■ Instructions to follow: From the records below, set down exactly the lines starting with the line that contains "the man's nose" and going on through the line that contains "of the black". Nothing else is wanted.

■ Source data:
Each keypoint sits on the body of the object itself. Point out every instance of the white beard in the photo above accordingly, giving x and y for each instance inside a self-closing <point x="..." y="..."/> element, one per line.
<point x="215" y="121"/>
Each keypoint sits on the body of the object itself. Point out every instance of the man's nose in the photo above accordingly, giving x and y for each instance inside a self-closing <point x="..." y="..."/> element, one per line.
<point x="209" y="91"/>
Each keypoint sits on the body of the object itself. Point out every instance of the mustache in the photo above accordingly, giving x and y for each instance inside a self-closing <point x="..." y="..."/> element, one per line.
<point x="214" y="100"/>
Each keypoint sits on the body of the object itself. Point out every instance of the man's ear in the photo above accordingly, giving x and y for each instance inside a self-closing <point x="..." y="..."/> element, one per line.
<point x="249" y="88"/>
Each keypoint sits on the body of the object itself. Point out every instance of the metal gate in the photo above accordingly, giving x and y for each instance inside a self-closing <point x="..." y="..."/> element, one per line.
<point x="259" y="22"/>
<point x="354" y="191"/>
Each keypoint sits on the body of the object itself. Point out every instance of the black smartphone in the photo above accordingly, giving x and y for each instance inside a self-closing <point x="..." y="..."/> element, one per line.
==
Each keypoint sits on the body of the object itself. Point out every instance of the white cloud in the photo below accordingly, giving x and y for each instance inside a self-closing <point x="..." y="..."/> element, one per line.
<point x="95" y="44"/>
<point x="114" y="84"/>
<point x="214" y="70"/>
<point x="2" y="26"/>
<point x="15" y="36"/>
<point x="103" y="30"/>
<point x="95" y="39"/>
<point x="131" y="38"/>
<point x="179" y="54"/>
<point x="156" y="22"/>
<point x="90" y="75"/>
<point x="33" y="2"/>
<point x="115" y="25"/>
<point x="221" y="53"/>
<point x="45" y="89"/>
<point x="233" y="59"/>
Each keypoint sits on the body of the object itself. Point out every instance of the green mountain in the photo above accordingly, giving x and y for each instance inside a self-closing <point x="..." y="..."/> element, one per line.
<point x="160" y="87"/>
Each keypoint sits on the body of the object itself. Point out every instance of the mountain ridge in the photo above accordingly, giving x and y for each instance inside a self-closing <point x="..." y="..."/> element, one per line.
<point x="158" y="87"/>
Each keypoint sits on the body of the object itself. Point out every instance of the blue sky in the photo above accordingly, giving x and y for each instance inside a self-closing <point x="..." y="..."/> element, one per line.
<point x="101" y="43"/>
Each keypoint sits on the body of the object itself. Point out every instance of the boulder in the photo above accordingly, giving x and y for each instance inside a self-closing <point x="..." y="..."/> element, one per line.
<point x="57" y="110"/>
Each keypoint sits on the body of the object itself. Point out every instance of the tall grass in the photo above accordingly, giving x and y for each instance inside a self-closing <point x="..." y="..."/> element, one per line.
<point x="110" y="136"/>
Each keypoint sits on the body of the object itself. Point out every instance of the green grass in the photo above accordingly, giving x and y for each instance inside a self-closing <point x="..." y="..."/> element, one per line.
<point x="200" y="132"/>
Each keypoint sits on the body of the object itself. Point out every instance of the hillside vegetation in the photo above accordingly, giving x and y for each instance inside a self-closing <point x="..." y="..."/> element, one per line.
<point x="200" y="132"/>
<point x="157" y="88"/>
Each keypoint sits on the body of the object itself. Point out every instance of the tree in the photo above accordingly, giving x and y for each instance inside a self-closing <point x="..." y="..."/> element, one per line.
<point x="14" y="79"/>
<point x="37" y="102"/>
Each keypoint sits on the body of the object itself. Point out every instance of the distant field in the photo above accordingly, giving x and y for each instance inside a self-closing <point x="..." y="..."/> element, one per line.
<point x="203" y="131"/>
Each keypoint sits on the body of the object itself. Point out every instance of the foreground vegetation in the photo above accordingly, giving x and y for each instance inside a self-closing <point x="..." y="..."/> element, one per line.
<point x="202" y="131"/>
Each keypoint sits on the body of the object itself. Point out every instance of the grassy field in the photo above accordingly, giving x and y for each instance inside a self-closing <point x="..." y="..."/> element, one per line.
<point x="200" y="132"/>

■ Answer space:
Each keypoint sits on the body of the object itself. Point out every instance of the man's nose in the photo above accordingly, giving x and y for each instance inside a self-closing <point x="..." y="..."/> element, one per line.
<point x="209" y="91"/>
Each keypoint sits on the body of the object itself. Point out every instance of the mustache in the photo above accordingly, giving x and y for each instance inside a self-closing <point x="..." y="..."/> element, one per line.
<point x="214" y="100"/>
Each keypoint sits on the body of the object itself. Point out every instance of the man's ear in the photo above accordingly, giving x and y for each instance inside a self-closing <point x="..." y="..."/> element, one per line.
<point x="249" y="88"/>
Each keypoint sits on the body of the object itself. Point out every instance of the metal gate in the photo above accordingly, giving x and y for each instance inside a self-closing <point x="..." y="..."/> element, one per line.
<point x="259" y="22"/>
<point x="354" y="191"/>
Each keypoint sits on the body of the object itself. Point out every instance of the black smartphone in the photo above accordingly, giving x and y for each instance inside a self-closing <point x="..." y="..."/> element, one per line.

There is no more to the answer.